§ Task to complete
In the lines from the one with "trace --target=round wall" up to and including the one with "M131 200L125 200L124", substitute "clay tiled roof" for "red tiled roof" and give those lines again with nothing else changed and the pictures left out.

***** Data supplied *****

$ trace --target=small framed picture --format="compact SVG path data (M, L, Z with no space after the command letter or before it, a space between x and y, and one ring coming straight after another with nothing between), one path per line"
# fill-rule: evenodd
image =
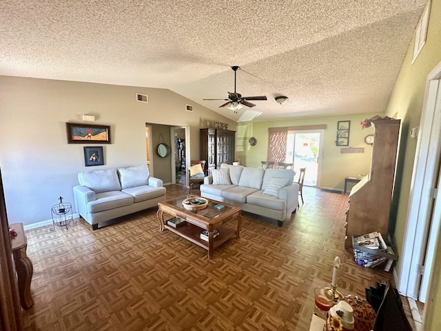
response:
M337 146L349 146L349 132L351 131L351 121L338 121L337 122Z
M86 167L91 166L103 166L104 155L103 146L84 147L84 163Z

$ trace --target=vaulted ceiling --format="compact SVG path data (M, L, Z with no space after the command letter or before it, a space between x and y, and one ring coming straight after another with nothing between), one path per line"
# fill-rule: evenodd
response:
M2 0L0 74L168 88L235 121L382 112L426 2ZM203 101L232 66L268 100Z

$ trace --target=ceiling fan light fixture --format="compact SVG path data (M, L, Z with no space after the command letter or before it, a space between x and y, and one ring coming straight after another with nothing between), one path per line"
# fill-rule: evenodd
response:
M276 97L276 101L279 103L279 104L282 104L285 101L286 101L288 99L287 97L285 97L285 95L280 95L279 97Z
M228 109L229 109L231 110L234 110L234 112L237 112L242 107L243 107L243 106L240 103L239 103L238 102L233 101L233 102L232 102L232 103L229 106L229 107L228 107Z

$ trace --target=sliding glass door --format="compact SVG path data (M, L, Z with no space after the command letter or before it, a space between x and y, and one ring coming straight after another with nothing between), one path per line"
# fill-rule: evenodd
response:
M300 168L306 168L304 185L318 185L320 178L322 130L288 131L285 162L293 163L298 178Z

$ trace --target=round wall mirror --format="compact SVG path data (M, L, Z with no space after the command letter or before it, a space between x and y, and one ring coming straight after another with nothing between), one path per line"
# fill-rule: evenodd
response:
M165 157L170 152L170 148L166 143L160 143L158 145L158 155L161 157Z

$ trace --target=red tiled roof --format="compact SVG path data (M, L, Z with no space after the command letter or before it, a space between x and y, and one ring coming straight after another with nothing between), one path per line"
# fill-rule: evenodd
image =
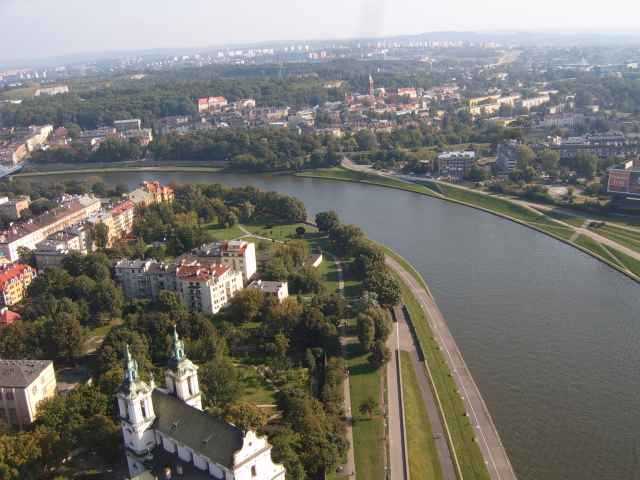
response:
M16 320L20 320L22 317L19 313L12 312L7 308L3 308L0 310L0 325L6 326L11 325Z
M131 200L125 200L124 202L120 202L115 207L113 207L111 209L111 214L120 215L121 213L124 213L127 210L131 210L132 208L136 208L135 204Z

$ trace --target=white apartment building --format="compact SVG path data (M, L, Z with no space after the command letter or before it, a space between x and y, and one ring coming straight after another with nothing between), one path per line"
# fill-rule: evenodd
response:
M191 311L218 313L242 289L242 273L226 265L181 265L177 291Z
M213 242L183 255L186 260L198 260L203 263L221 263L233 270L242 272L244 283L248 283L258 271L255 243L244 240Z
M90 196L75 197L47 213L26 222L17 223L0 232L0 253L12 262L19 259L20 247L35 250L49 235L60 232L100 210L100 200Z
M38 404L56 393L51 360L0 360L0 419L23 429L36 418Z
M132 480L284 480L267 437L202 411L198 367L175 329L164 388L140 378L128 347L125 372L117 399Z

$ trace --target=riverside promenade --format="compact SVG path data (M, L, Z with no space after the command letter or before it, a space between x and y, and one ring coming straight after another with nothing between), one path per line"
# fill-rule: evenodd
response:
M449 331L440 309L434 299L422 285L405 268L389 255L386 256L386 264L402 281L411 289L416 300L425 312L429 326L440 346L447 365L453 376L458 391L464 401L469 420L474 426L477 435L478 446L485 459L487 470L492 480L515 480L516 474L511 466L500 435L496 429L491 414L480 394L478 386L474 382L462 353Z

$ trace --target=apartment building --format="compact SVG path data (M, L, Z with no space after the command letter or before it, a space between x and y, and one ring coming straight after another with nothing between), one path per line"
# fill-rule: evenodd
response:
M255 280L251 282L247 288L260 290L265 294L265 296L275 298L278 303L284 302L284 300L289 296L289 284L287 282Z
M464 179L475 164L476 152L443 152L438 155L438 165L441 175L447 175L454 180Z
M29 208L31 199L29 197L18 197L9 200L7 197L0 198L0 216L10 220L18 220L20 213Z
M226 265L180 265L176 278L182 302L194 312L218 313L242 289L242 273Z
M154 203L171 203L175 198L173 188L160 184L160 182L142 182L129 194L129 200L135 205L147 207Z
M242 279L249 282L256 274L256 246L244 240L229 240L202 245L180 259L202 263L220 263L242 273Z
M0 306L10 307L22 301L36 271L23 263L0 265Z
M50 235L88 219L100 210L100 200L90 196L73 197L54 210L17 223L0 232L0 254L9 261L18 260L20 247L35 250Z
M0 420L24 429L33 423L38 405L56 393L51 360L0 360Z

*****

§ Written solution
$ trace --target=round wall mirror --format="compact SVG path data (M, L, Z with no space after the command letter or before it, a space between x and y, and one ring coming straight after another with nothing between), one path per line"
# fill-rule: evenodd
response:
M165 157L170 152L170 148L166 143L160 143L158 145L158 155L161 157Z

$ trace --target=clay tiled roof --format="compact SVG path data (M, L, Z with no space after the command letter or before it, a space between x and y, and one ring coming straight after another with nothing between), one path per line"
# fill-rule: evenodd
image =
response:
M16 320L20 320L22 317L19 313L12 312L7 308L3 308L0 310L0 325L6 326L11 325Z
M131 200L125 200L124 202L120 202L115 207L113 207L111 209L111 214L120 215L121 213L124 213L127 210L131 210L132 208L136 208L135 204Z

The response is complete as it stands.